* [Work instructions]: Reproduce each record in the listing below exactly as written.

<<<<

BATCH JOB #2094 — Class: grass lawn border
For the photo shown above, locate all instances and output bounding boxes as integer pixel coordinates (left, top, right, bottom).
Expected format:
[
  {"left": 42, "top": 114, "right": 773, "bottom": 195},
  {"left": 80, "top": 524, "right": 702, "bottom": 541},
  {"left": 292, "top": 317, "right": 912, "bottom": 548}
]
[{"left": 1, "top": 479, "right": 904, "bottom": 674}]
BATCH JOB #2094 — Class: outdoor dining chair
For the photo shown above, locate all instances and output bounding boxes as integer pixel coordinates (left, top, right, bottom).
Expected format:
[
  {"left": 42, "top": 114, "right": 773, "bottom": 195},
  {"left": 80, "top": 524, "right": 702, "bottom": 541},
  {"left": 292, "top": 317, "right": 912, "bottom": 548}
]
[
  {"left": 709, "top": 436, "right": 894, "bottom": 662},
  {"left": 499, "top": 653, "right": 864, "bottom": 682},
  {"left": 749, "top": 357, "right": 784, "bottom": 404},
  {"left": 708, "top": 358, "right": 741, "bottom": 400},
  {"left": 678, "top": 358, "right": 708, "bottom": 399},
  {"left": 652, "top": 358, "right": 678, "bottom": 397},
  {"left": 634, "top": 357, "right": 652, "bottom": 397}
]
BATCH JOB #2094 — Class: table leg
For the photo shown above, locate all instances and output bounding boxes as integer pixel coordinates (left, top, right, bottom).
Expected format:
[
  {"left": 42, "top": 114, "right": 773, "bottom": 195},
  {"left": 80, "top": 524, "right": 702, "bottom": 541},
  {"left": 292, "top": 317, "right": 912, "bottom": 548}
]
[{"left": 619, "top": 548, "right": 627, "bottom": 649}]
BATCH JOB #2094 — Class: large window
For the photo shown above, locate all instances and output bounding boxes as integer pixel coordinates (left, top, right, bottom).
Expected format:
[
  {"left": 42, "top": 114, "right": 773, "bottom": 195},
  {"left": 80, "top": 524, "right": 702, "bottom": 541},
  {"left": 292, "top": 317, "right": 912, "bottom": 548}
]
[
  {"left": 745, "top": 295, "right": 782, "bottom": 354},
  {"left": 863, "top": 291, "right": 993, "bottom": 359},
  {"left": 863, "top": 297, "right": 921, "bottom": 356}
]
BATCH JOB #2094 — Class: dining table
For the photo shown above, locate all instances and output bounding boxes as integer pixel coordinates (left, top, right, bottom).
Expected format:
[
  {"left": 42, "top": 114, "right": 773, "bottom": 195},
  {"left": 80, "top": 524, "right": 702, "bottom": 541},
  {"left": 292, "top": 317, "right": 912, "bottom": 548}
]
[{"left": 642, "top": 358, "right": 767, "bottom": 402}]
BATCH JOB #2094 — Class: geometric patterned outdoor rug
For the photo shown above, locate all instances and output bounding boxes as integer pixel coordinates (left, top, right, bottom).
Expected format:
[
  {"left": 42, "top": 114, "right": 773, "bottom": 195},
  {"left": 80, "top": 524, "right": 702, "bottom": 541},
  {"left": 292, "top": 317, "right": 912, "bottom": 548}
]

>>>>

* [Task result]:
BATCH JOB #2094 — Class: grass lawn border
For the photo shown above, locate all instances and output bounding boxes as integer pixel coordinates (left, top, right, bottom).
Expected format:
[
  {"left": 42, "top": 114, "right": 773, "bottom": 195},
  {"left": 80, "top": 524, "right": 702, "bottom": 541},
  {"left": 292, "top": 317, "right": 912, "bottom": 548}
]
[{"left": 1, "top": 479, "right": 904, "bottom": 674}]
BATCH JOB #2094 — Class: outdoor dining chair
For the photo shown above, locate all instances and output bounding boxes as integer pixel coordinates (left, top, right, bottom).
Expected format:
[
  {"left": 42, "top": 114, "right": 773, "bottom": 195},
  {"left": 80, "top": 524, "right": 702, "bottom": 541},
  {"left": 292, "top": 317, "right": 912, "bottom": 548}
]
[
  {"left": 709, "top": 436, "right": 894, "bottom": 662},
  {"left": 499, "top": 653, "right": 864, "bottom": 682},
  {"left": 749, "top": 357, "right": 784, "bottom": 404},
  {"left": 708, "top": 358, "right": 741, "bottom": 400},
  {"left": 678, "top": 358, "right": 708, "bottom": 399},
  {"left": 652, "top": 358, "right": 678, "bottom": 397},
  {"left": 634, "top": 357, "right": 652, "bottom": 397}
]
BATCH JOB #2094 — Class: table leg
For the photo shown above, locate all instances and output bounding boxes as integer pixel coordinates (left, top, right, bottom).
Expected format:
[
  {"left": 42, "top": 114, "right": 773, "bottom": 195},
  {"left": 80, "top": 524, "right": 702, "bottom": 541},
  {"left": 292, "top": 317, "right": 912, "bottom": 548}
]
[{"left": 619, "top": 548, "right": 627, "bottom": 649}]
BATCH JOB #2094 — Class: large window
For the photo shown above, locate all instances and output bounding boxes as integer pixel coordinates (left, top, right, bottom).
Expected format:
[
  {"left": 42, "top": 114, "right": 773, "bottom": 195},
  {"left": 80, "top": 524, "right": 702, "bottom": 541},
  {"left": 292, "top": 317, "right": 912, "bottom": 548}
]
[
  {"left": 745, "top": 295, "right": 782, "bottom": 354},
  {"left": 863, "top": 291, "right": 993, "bottom": 359},
  {"left": 863, "top": 297, "right": 921, "bottom": 356}
]
BATCH JOB #2094 — Class: dining table
For the photo shown above, locate all instances and output bounding boxes as integer pixel coordinates (left, top, right, bottom).
Expected format:
[
  {"left": 42, "top": 114, "right": 773, "bottom": 195},
  {"left": 80, "top": 524, "right": 702, "bottom": 541},
  {"left": 292, "top": 317, "right": 912, "bottom": 548}
]
[{"left": 642, "top": 358, "right": 767, "bottom": 402}]
BATCH JOB #2094 — Class: geometric patterned outdoor rug
For the photo shown above, locate all instances and output bounding boxes as integer pixel coordinates (left, top, right, bottom).
Expected format:
[
  {"left": 42, "top": 114, "right": 773, "bottom": 195},
  {"left": 80, "top": 524, "right": 702, "bottom": 541},
  {"left": 292, "top": 317, "right": 912, "bottom": 548}
]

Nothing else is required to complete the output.